Entries from a pointing dataset:
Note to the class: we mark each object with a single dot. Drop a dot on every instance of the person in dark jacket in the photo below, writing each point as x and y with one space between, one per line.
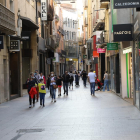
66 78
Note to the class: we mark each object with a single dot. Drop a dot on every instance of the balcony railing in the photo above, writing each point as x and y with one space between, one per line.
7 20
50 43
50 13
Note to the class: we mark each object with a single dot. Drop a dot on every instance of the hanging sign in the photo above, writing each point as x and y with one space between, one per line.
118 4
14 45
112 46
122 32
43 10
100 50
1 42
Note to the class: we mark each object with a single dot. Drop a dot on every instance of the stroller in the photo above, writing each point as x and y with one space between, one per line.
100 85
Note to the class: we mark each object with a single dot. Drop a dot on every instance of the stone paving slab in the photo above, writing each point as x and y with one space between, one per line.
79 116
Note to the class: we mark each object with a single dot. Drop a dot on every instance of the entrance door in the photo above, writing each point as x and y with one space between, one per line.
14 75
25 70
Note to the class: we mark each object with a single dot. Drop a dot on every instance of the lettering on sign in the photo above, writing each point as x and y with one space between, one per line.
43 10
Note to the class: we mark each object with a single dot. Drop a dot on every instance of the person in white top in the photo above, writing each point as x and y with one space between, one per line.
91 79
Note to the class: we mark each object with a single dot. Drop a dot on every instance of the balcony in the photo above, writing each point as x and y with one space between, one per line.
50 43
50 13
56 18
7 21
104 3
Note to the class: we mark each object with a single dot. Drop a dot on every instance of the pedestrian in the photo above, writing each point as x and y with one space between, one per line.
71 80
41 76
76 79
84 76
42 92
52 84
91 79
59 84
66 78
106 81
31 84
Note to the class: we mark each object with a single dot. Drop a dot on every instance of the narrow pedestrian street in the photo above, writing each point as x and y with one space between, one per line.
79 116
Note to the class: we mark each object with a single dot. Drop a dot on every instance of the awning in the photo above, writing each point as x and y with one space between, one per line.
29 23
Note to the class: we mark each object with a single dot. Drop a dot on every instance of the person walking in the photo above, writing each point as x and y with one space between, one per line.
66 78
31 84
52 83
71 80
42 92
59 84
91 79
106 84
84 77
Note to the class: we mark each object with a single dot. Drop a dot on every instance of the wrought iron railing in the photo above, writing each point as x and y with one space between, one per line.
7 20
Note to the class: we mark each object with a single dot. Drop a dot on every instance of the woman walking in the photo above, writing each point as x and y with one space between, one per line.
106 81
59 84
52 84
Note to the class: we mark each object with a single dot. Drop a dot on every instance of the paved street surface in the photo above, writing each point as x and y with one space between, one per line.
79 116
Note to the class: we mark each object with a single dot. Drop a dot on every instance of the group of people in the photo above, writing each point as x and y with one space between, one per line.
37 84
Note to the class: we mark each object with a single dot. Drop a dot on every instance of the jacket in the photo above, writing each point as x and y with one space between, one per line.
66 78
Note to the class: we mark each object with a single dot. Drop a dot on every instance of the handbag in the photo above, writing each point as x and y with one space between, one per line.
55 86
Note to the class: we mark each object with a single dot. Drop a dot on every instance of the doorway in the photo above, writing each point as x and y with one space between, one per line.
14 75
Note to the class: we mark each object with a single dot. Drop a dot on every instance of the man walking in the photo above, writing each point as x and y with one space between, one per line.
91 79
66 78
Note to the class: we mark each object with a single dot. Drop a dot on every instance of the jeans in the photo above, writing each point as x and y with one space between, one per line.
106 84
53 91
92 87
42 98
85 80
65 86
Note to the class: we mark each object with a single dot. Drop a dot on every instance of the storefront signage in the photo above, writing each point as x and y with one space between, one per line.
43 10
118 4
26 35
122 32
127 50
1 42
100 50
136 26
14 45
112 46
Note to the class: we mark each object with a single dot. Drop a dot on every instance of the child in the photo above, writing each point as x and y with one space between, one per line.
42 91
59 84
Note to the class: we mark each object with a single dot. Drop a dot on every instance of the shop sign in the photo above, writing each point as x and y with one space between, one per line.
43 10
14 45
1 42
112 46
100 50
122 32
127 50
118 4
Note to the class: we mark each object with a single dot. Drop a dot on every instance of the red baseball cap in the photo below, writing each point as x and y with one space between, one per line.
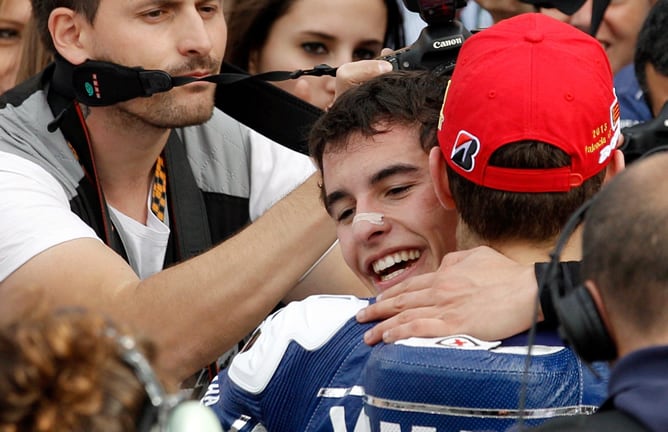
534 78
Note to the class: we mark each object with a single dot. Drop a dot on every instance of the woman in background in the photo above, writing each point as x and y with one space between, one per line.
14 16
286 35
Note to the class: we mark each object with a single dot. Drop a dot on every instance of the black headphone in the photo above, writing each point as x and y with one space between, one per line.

• What is needed: Write out all of the lines above word for word, omitting the pictures from your copy.

• Result:
Note to the class: we mark each object with a single dot. Drop a dot on every instance of the person in dark jacket in the photo below, writing each point as x and y with one space between, one per line.
66 78
Note to the class: we mark each object with a single dot. Drop a dot on every instance of the balcony railing in the photo above, writing each point as x and y with one space between, one per line.
7 20
50 43
50 13
Note to the class: we mark each object with a single dot. Drop a dot on every instance of the hanging sign in the photo above, writing each point as x and y with one space between, one per line.
118 4
14 45
112 46
122 32
43 10
100 50
1 42
Note to the class: we mark each object with a single dot. Drop a dot on every instance of the stroller in the photo above, writing each point as x and y with one space between, one per line.
100 85
Note to the class: we mark each object with a single dot. Drop a dot on every instance of the stone paving slab in the photo above, writing each point as x and y with one space between, one per line.
79 116
Note to the class: we mark each object with a single dot. Drop a dot on every instance of the entrance door in the photo above, writing each point as x and y with one space between, one per line.
14 75
25 70
Note to the class: we mark each object with a single dot. Drop a dot on every instance of the lettering on sign in the photo above, writing each point as x and y with one space between, one per line.
43 10
Note to the class: we mark each object with a single dot. Drop a dot on every instance of the person in white top in the photo above, writing each point as x and y with one space between, one per line.
91 79
Note to the class: we mark each object with a single dot. Drop a dot on every instance of the balcony in the photo above, writing each point as x and y with one space between, one per line.
50 43
50 13
56 18
7 21
104 3
Note to the class: we mark each object with a single dot. Drop a dot on every instance of the pedestrian in the photo above, writing each point as x and y with one space between, one per line.
71 80
41 76
76 79
84 76
42 92
52 84
91 79
59 84
66 78
106 81
31 84
Note to the class: we mark each object with a single dot. Drop a dot on every instance of the narrow pedestrian street in the photo above, writing each point as x and y with one space between, one per line.
79 116
Note to the class: we mark each object with a single dot. Drop a dot on every instance of the awning in the photo above, writing each point as x and y with one space between, one per line.
29 23
Note to the class: we mark each object with a single dot. Drop a dot on every instance of the person walking in the photo above, writing each point as x and y with one space between, one per line.
66 78
31 84
52 83
71 80
42 92
59 84
91 79
106 84
84 77
Note to the class: we mark each object with a single dot. Drop a dot on every instance of the wrought iron railing in the photo above, writing each point as x and y with one space between, one per line.
7 20
Note to the class: we mark each object with a single dot. Drop a dot on every instance of the woman walking in the photo above, writing each point as x and y with one space between, one per line.
106 81
59 84
52 84
Note to the class: we mark each object with a single dot. Drop a dot on every instance of the paved street surface in the photo above, writing each point as x and y with one space between, one per line.
79 116
Note to the class: we mark each object with a single dot. Drop a dot on every instance of the group of people in the photo above, writing each point as x and y with one space between, one per line.
37 84
Note to the class: we mark each object with a single dot. Drop a dot on every instance of the jacket in the photo above, writing each point as x and y with one space between, one per line.
66 78
Note to the class: we mark each object with a single dot. Drop a dot on every instance of the handbag in the photo above, writing each point as x and y with one space between, one per line.
55 86
Note to the class: we mark each object with a single dot. Drop a dot on every instance of the doorway in the photo above, writing each point as x and y with one space between, one per line.
14 75
Note to the class: we mark each object with a single dot. Drop a dot on every instance of the man walking in the photo above, writing each point as x and y with one space between, one per line.
91 79
66 78
Note to the class: we mark each object with a single dot. Drop a dot on every instance of the jeans in the photo above, writing each point as x and y with one space between, one per line.
106 84
53 91
92 87
42 98
85 80
65 86
Note to the class: we mark each object with a single dot. Drop a dot on every instance of the storefront signage in the photo above, writing each point as x and y with one space between, one per line.
43 10
118 4
26 35
122 32
127 50
1 42
100 50
136 26
14 45
112 46
Note to the class: we mark each object with a single dot. Drop a dot on every instance of the child in the photo above, writing each point as x and y with one space between, one per line.
42 91
59 84
Note to the class: we mark each object with a single dot. Drop a dot on every instance of the shop sign in the photo above, writing each point as x and y with one space between, one per line.
43 10
14 45
1 42
112 46
100 50
122 32
127 50
118 4
Note to the class: we mark each object with a single dot. Drop a dot on every instance of the red baseball cap in the photo below, writing each point as x and y with one space between, one per line.
534 78
Note to the class: we mark each object with a single dot. Drop a dot on every instance of the woman in background in the photo above, writing each point as x and y with one space between, one per line.
14 16
286 35
Note to the class: we mark each object with a single dot. Drop a dot on every instance of the black headphone in the photo above, writing each point as x and y with one space between, one per line.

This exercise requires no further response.